-- WHAT IS EXPECTED --
Retype, word for word, every line starting at the line with "# test: pointer" and ending with the final line of the entries; skip the pictures.

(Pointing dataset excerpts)
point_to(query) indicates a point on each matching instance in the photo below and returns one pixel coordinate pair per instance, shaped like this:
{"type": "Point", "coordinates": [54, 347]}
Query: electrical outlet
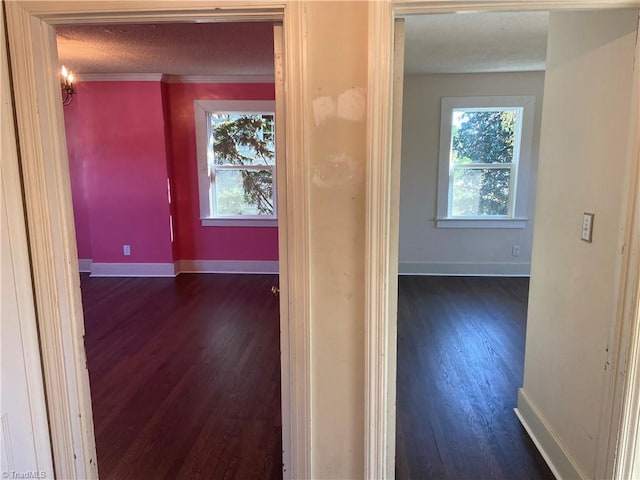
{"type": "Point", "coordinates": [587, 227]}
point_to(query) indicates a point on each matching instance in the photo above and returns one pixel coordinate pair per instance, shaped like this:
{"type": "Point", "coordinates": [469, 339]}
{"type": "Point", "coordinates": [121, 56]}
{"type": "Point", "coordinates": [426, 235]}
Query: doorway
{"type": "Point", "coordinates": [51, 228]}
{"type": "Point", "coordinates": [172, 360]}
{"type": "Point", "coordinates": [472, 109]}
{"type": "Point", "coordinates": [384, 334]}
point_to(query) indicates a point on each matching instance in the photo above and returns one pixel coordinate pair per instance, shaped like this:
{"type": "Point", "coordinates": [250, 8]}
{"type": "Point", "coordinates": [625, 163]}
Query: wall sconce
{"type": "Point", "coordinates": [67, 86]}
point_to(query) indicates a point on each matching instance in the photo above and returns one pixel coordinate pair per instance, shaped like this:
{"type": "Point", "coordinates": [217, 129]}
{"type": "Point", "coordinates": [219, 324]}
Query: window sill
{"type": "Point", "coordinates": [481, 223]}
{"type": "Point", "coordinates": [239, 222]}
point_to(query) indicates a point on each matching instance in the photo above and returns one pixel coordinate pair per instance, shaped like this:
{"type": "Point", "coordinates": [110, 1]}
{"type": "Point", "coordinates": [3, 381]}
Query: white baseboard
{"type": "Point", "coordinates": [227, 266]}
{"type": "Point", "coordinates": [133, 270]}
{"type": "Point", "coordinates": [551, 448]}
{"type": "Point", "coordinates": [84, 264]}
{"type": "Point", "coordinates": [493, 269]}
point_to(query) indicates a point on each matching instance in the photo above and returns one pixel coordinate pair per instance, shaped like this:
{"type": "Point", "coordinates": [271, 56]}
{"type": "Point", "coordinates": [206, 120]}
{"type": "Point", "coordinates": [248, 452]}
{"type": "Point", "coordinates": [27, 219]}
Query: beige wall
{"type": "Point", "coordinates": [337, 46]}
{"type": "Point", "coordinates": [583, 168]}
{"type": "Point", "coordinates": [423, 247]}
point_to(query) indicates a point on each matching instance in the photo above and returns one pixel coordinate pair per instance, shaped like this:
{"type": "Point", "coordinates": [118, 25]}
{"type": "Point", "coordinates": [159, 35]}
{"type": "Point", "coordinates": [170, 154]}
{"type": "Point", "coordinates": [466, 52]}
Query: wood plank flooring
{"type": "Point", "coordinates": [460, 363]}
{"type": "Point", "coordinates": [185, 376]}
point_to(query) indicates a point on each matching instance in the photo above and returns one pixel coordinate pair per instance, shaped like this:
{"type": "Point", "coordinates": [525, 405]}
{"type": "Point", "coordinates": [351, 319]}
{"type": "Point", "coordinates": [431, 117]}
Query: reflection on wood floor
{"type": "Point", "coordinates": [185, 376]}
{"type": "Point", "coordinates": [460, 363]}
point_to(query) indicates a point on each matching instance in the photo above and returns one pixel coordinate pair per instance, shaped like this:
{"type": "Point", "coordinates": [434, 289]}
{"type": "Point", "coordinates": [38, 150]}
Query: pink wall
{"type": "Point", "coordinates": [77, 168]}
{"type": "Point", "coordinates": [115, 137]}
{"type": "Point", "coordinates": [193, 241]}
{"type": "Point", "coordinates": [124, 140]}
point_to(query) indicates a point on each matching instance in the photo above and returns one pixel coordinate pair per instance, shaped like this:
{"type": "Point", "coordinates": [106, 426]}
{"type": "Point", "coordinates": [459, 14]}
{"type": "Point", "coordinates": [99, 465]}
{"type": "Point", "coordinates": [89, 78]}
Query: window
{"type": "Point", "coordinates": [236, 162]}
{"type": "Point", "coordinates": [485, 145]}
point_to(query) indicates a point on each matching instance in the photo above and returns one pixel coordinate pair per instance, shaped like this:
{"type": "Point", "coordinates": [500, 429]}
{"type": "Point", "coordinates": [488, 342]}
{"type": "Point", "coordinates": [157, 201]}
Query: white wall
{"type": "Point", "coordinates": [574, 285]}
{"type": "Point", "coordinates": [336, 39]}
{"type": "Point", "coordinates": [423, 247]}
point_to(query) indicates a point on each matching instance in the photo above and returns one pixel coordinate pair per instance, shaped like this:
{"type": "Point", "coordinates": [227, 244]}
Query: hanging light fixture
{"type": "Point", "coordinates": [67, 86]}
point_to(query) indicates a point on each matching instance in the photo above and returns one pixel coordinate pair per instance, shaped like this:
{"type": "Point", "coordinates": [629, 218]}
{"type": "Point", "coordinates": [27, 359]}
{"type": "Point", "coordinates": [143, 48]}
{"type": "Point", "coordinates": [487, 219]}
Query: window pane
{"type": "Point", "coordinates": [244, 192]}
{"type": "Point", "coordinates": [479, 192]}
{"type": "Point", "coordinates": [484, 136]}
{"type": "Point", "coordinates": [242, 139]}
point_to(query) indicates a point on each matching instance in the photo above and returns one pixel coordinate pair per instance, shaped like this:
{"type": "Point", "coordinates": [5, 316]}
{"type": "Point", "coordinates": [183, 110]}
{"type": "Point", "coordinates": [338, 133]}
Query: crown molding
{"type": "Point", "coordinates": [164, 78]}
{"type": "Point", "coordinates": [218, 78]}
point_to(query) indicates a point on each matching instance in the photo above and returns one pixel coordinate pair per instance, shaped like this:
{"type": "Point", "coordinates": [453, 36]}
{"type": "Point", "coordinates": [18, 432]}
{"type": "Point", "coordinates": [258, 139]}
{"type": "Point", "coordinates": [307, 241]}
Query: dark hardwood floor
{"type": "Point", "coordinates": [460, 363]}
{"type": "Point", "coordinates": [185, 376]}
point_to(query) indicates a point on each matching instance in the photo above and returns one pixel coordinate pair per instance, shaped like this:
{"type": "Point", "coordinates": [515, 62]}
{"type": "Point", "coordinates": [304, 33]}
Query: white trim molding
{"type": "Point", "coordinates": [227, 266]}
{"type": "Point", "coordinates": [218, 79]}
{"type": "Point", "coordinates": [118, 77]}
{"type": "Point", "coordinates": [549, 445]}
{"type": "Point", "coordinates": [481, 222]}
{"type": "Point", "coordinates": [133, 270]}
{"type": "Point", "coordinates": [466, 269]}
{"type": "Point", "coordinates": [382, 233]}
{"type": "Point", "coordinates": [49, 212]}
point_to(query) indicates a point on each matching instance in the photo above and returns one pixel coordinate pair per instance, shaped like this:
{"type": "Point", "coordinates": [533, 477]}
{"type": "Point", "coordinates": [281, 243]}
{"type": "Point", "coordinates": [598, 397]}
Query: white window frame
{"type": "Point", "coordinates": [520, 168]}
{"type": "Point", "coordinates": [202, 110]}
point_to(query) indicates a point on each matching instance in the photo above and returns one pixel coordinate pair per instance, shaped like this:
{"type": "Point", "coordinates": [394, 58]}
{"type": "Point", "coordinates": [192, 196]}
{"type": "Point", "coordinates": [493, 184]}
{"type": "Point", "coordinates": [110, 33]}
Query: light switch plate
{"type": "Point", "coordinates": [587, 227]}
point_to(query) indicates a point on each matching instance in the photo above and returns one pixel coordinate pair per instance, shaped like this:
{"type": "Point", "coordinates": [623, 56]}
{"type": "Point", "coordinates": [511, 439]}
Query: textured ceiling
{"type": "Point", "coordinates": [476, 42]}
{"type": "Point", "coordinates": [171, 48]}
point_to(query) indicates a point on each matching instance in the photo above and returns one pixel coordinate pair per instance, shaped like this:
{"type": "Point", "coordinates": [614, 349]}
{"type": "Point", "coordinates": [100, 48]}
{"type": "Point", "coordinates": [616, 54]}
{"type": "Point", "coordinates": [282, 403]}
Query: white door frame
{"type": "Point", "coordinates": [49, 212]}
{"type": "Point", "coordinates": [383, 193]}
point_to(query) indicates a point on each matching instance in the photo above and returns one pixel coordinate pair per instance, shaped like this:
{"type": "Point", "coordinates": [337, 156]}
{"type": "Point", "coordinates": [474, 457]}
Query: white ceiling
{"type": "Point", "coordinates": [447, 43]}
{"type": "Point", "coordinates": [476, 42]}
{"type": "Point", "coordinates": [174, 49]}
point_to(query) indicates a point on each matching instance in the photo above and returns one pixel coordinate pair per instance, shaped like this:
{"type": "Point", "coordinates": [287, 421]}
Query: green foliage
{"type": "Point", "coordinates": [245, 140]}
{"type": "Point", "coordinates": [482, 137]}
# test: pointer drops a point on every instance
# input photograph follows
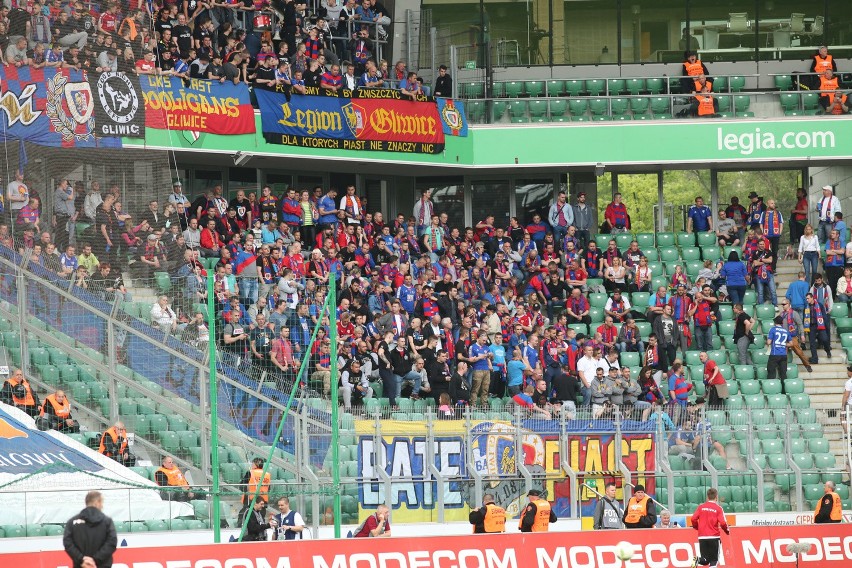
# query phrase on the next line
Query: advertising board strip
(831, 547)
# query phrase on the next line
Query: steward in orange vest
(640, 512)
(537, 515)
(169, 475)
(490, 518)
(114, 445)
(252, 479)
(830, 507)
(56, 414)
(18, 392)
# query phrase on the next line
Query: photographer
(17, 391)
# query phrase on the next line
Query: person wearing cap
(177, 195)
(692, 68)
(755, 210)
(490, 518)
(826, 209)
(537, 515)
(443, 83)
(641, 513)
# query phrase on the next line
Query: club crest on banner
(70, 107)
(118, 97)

-- EXERCISE ANSWER --
# test: pointer drops a point on every instance
# input photograph follows
# query phrase on the next line
Query: advertising board strip
(831, 547)
# query phrase on the next line
Query: steward in orange vest
(640, 512)
(537, 515)
(169, 475)
(490, 518)
(114, 445)
(252, 479)
(830, 507)
(56, 414)
(18, 392)
# query phrase on the next line
Query: photographer
(17, 391)
# query phrase on the next line
Query: person wearing cap
(177, 195)
(692, 68)
(755, 210)
(490, 518)
(826, 209)
(537, 515)
(443, 83)
(641, 513)
# query phrase on the next line
Query: club crest on banner
(70, 107)
(118, 97)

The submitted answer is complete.